Reproduce verbatim the lines below, from the line with "Where can the chick's" up to and including the final line.
### Input
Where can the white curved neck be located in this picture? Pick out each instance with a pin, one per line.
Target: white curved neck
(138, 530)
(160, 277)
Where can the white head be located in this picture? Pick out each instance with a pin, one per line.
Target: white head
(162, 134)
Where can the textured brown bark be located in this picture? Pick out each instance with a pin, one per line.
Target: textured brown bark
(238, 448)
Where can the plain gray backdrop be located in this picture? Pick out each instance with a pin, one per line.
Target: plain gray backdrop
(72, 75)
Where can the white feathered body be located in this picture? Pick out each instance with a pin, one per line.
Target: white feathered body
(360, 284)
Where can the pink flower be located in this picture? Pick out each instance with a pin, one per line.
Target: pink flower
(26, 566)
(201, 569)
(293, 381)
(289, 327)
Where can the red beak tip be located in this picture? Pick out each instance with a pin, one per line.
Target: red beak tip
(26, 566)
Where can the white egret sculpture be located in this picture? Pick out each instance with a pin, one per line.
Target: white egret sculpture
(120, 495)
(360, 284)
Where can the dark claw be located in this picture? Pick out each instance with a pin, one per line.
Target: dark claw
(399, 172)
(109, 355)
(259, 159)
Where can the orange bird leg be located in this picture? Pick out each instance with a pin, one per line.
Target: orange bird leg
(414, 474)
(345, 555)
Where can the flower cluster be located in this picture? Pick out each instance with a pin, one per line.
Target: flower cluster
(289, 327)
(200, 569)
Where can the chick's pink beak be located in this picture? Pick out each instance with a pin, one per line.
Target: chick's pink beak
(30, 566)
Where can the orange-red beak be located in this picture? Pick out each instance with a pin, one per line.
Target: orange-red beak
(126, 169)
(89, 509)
######
__Task response__:
Where can the chick's pink beak be located in this picture? Pick out each instance with a pin, one per line.
Target: chick's pink beak
(30, 566)
Where can the orange-red beak be located in this picture? Pick out each instance with a pin, one per line.
Target: orange-red beak
(126, 169)
(89, 509)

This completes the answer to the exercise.